[Exercise prompt]: Line by line, output everything from the one that contains "Phrase: stone parapet wall" through the end of the material below, exactly as written and with no pictures.

[Data shown]:
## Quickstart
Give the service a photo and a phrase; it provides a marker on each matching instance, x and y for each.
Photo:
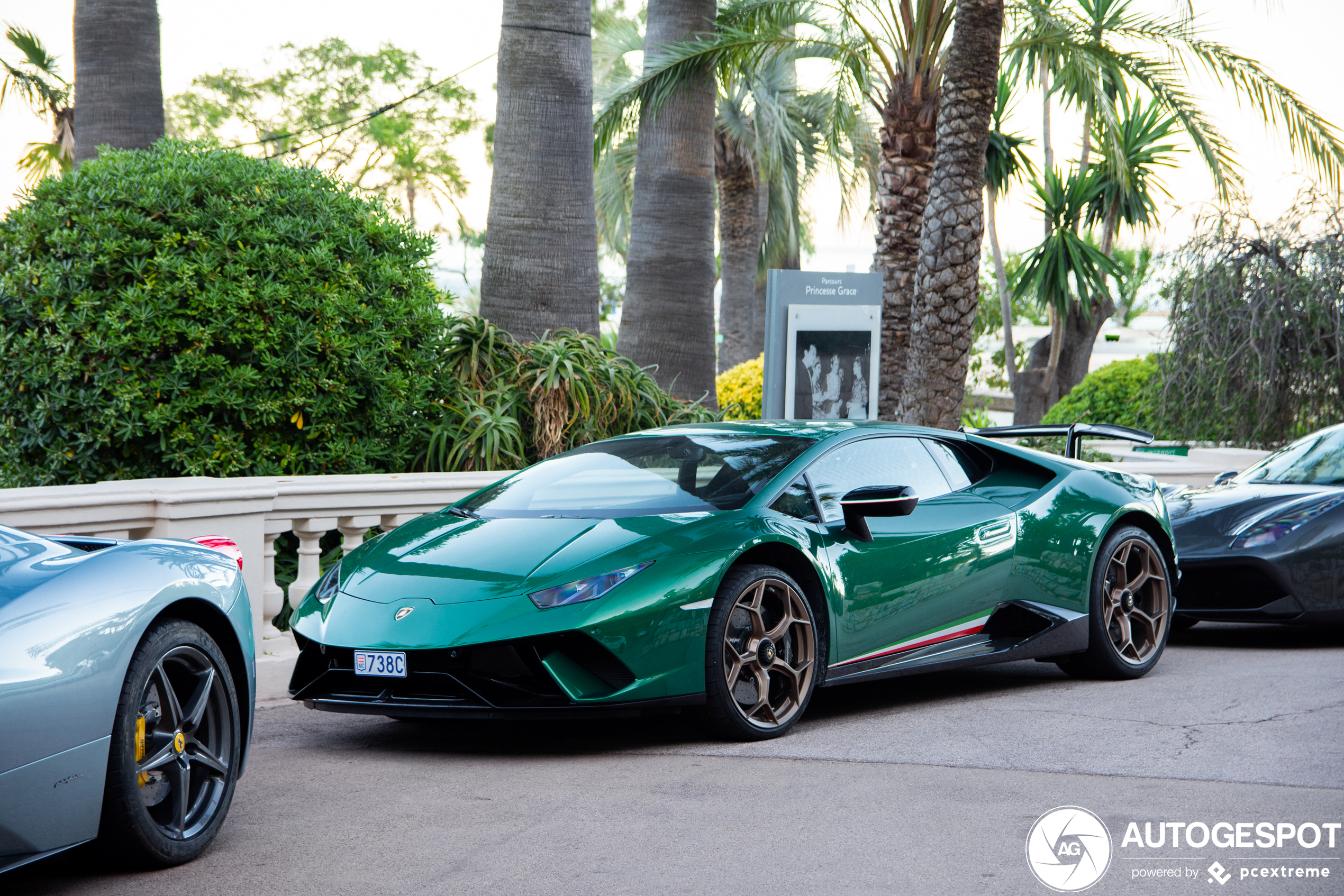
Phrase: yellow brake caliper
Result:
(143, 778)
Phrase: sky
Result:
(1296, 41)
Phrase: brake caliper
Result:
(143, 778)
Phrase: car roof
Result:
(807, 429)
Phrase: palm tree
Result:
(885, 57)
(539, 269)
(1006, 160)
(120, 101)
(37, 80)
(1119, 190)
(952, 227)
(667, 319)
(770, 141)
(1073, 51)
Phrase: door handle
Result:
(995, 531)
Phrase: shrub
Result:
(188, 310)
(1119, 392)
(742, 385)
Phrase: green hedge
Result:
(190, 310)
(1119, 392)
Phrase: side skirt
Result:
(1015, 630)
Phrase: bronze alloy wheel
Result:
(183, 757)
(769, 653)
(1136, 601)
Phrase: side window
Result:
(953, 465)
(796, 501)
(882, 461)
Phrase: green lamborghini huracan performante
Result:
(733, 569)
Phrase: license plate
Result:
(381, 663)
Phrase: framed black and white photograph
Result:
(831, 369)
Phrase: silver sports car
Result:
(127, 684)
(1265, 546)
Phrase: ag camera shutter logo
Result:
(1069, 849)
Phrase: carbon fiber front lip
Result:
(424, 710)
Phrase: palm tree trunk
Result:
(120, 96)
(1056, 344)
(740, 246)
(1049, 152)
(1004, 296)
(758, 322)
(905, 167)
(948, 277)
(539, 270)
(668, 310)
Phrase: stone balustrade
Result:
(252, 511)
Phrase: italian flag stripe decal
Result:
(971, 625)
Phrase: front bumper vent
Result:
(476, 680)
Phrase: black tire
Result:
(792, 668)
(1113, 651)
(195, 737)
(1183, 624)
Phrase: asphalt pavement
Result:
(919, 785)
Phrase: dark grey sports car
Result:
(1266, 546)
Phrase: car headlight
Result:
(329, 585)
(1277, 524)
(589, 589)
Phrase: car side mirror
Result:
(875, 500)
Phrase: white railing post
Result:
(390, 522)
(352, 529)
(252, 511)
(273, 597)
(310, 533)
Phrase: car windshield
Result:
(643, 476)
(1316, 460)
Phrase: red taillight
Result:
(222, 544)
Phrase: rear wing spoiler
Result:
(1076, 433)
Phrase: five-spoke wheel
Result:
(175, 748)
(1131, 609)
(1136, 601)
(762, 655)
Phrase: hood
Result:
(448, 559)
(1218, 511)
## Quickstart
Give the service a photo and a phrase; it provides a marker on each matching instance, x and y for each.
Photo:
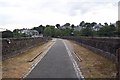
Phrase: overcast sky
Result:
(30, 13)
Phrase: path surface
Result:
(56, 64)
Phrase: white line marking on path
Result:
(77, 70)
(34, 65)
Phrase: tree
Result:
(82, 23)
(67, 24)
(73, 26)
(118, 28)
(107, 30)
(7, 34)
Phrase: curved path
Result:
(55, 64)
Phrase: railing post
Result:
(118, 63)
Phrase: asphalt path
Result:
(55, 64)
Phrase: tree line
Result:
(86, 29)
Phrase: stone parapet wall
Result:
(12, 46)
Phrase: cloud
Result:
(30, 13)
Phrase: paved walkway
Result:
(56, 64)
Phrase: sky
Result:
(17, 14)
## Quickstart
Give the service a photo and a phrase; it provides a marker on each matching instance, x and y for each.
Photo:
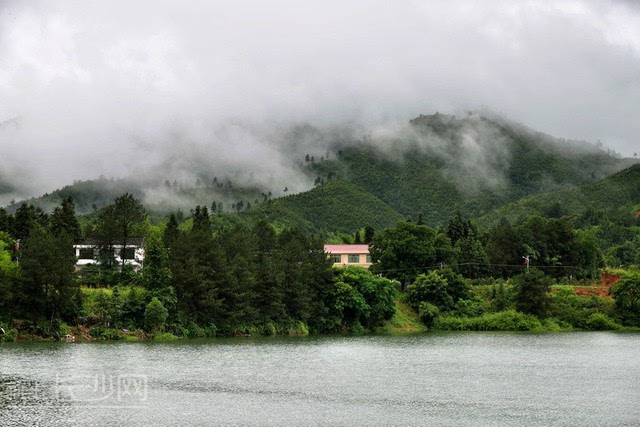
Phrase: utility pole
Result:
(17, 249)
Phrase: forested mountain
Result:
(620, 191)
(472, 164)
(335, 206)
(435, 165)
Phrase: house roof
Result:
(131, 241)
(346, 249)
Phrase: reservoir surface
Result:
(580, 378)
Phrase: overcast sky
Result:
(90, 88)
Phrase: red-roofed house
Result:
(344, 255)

[Answer to the problem]:
Phrase: stone parapet wall
Result:
(12, 46)
Phrase: cloud
Result:
(30, 13)
Phrase: paved walkway
Result:
(56, 64)
Phrase: sky
Result:
(17, 14)
## Quickstart
Give the service a photo and a phrase; it provides a marker on each matching instance, x and y for each.
Photo:
Phrase: utility pole
Result:
(17, 249)
Phrase: forested mountain
Result:
(620, 191)
(472, 164)
(335, 206)
(435, 165)
Phrase: house roof
Result:
(131, 241)
(346, 249)
Phrase: reservoir surface
Result:
(580, 378)
Phrase: overcast sky
Result:
(90, 88)
Phrase: red-roofed house
Result:
(344, 255)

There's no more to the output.